* PROVIDED RECORDS
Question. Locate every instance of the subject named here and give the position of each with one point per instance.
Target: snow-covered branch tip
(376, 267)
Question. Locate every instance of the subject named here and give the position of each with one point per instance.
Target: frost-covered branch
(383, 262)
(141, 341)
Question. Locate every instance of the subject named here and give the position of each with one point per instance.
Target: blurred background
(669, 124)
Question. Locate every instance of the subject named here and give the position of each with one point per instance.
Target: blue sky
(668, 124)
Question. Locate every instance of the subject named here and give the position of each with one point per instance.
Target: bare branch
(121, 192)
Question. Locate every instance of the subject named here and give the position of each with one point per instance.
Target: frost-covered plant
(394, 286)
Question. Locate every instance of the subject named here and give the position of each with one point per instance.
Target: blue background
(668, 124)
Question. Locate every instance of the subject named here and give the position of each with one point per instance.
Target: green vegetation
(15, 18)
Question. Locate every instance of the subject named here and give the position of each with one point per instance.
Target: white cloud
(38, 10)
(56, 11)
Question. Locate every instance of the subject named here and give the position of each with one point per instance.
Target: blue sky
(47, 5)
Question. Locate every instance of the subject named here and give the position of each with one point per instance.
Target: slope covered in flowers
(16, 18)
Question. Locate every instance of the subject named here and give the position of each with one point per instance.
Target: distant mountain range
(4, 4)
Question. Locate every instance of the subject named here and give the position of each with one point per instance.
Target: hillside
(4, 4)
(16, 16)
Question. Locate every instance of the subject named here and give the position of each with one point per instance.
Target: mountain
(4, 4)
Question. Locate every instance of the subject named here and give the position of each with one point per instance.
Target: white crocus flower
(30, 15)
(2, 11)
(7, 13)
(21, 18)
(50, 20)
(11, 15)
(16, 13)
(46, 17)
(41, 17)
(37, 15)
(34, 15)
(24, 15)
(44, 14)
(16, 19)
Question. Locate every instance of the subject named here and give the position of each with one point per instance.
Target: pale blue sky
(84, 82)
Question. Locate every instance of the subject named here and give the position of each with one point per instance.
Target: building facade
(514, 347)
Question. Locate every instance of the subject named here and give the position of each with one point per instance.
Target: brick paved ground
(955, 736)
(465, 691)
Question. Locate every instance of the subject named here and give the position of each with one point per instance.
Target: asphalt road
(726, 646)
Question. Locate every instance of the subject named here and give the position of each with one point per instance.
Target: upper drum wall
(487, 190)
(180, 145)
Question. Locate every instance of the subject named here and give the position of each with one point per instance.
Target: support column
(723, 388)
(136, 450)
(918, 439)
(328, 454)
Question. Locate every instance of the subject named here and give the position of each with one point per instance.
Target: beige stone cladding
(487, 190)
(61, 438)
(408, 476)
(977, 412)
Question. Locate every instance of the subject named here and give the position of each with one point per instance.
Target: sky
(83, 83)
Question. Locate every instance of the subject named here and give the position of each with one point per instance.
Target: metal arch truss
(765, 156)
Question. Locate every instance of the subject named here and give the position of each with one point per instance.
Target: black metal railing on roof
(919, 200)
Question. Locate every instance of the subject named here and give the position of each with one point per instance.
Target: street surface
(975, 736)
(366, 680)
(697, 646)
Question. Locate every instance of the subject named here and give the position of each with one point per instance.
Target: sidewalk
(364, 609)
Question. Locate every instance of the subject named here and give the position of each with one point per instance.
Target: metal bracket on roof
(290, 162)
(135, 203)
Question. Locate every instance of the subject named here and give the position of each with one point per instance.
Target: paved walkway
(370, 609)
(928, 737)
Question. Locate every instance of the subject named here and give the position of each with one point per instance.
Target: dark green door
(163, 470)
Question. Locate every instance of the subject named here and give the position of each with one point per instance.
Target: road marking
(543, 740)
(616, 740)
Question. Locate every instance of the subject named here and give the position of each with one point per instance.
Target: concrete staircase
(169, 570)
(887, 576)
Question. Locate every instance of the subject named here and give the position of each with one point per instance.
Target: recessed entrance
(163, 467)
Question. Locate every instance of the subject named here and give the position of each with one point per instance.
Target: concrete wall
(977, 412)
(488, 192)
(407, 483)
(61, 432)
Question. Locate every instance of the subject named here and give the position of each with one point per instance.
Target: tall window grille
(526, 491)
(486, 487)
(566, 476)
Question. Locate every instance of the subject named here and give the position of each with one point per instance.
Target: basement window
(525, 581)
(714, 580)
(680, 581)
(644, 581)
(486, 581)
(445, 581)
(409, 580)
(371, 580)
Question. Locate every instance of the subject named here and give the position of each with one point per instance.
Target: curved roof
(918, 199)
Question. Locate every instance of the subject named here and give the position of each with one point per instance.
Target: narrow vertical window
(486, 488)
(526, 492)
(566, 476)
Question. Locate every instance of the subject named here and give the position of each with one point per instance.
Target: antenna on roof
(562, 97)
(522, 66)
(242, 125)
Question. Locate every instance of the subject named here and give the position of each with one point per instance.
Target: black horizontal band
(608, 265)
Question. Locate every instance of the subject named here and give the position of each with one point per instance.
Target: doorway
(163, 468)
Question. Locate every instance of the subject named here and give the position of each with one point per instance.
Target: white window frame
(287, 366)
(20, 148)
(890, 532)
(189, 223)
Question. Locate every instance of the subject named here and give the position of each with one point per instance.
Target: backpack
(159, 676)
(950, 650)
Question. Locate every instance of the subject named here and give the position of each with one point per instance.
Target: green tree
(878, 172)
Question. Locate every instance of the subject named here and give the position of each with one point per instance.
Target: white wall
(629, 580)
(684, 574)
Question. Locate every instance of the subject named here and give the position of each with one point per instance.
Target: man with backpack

* EXERCISE AIM
Repeat each of the entries above precisely as given.

* TASK OUTPUT
Question. Locate every instance of the subject named here and give the position of each with one point per instance.
Target: snow-covered branch tip
(376, 267)
Question. Locate every instance of the subject named here and give the position of each with one point per instance.
Target: frost-covered branch
(383, 262)
(141, 341)
Question. Locate every instance of the subject named here and give the position of each with one point per instance.
Target: blurred background
(669, 124)
Question. Locate every instance of the subject named here and give the position of each with one point per instance.
Target: blue sky
(668, 124)
Question. Locate every instance of the subject named here and give the position of each with one point per instance.
Target: bare branch
(121, 192)
Question. Locate every instance of the subject named here and give the position of each with one point per instance.
Target: frost-covered plant
(394, 286)
Question. Locate every instance of the subject named here and give the position of each with one point per instance.
Target: blue background
(668, 124)
Question. Locate every instance of the subject named here and give the position of each with one point per instance.
Target: green vegetation
(15, 18)
Question. Locate every instance of the subject named here and give the position of each with one point per instance.
Target: white cloud
(38, 10)
(56, 11)
Question. Locate every instance of the subject named here and give the position of each with one point per instance.
Target: blue sky
(47, 5)
Question. Locate every instance of the subject named here and give the position of each with one point per instance.
Target: slope covered in flowers
(16, 18)
Question. Locate every instance of the subject named here and give the position of each with one point per instance.
Target: distant mountain range
(4, 4)
Question. Locate every instance of the subject named here and give the position of each with one point per instance.
Target: hillside
(4, 4)
(16, 16)
Question. Locate every instance of the subject named here and give the position of each with one point per instance.
Target: mountain
(4, 4)
Question. Locate every instance of the subject named here and give the position of each with one point per instance.
Target: white crocus flower
(30, 15)
(2, 11)
(7, 13)
(21, 18)
(50, 20)
(11, 15)
(16, 13)
(46, 17)
(41, 17)
(37, 15)
(34, 15)
(24, 15)
(44, 14)
(16, 19)
Question. Locate every instance of the subject named here and give the position of each with one point per instance.
Target: pale blue sky
(84, 82)
Question. Locate every instance of the subject named here and give the position of each with one point per instance.
Target: building facade
(514, 347)
Question. Locate every instance of the subject named here and give the position of each with one point per instance.
Target: brick paved ground
(955, 736)
(465, 691)
Question. Locate every instance of the subject named here and give the position of each with one point per instance.
Target: asphalt road
(726, 646)
Question. Locate every instance of the subject named here and give the position of each with one point per instance.
Target: upper drum wall
(487, 190)
(180, 145)
Question. Locate every instance of the subject named here and give the position of each with one point per instance.
Target: support column
(723, 388)
(136, 450)
(918, 439)
(328, 454)
Question. Locate every instance of the subject named here and give the position of each with one point per instance.
Target: beige stone cladding
(487, 190)
(61, 438)
(408, 476)
(977, 412)
Question. Locate every instance of the subject named here and give the position of each with one point per instance.
Target: sky
(83, 83)
Question. Locate every instance of the subject named here and give the position of each with one point per instance.
Target: metal arch truss
(765, 156)
Question. Locate every instance of the subject named here and give the position of each with one point per instance.
Target: black metal railing on roof
(919, 200)
Question. Locate every instance of the subject named here and give the position of each with one point per instance.
Target: street surface
(975, 736)
(366, 680)
(697, 646)
Question. Locate every instance of the subject named here and give the position of each with one point per instance.
Target: sidewalk
(364, 609)
Question. Locate every instance of the subject named here and give the position of each with one point per instance.
Target: metal bracket on roof
(290, 162)
(135, 203)
Question. Locate every instance of the subject named here and give the position of each with one point per instance.
Target: paved walkway
(370, 609)
(928, 737)
Question. Locate every instance of the subject named here and give the position of each with one point per instance.
Target: dark green door
(163, 470)
Question. Locate every instance of the subject named here and give the position of each with one point per instance.
Target: road marking
(543, 740)
(616, 740)
Question. Locate every instance of the subject named here and give the position of each with one point per instance.
Target: concrete staircase
(169, 570)
(887, 576)
Question. Locate every instance of the subject named here and give the position of each with one point per instance.
Target: recessed entrance
(163, 467)
Question. Locate every instance of the subject named here and give the position of each with one point per instance.
Target: concrete wall
(977, 412)
(488, 192)
(407, 483)
(61, 432)
Question. Locate every instance of the subject named here and give the position of each with one point per instance.
Target: tall window grille
(526, 491)
(486, 487)
(566, 476)
Question. Locate every instance of the subject named here and give the position of each with one point per instance.
Target: basement window
(525, 581)
(714, 580)
(680, 581)
(644, 581)
(486, 581)
(445, 581)
(409, 580)
(371, 580)
Question. Locate every instance of the subject named here and give the position of each with one point per instance.
Target: curved roof
(918, 199)
Question. Locate every instance of the subject named here and give the position of each with one point per instance.
Target: narrow vertical window
(486, 488)
(526, 492)
(566, 476)
Question. Locate every instance of the subject named here and give the position of each with one point per instance.
Target: antenna on roof
(562, 97)
(522, 66)
(242, 125)
Question. Locate every instance of the subject named here and give the position of each with one point per instance.
Target: black horizontal band
(608, 265)
Question. Locate every instance of the subject named here and give the position of each with one point per instance.
Target: doorway
(163, 468)
Question. Locate every instance of the subject named here and give the position of each with one point per instance.
Target: white window frame
(287, 366)
(20, 148)
(890, 532)
(189, 223)
Question. Locate every instance of the subject named here and give the position of each with one point per instance.
Target: backpack
(159, 676)
(950, 650)
Question. Locate every instance of the subject named here and give the position of each with one point per instance.
Target: green tree
(878, 172)
Question. Locate every instance of the subject named here and give the position of each with one point per instance.
Target: white wall
(629, 580)
(684, 574)
Question. Locate every instance of the subject named here and give the position of each with one point per instance.
Target: man with backpack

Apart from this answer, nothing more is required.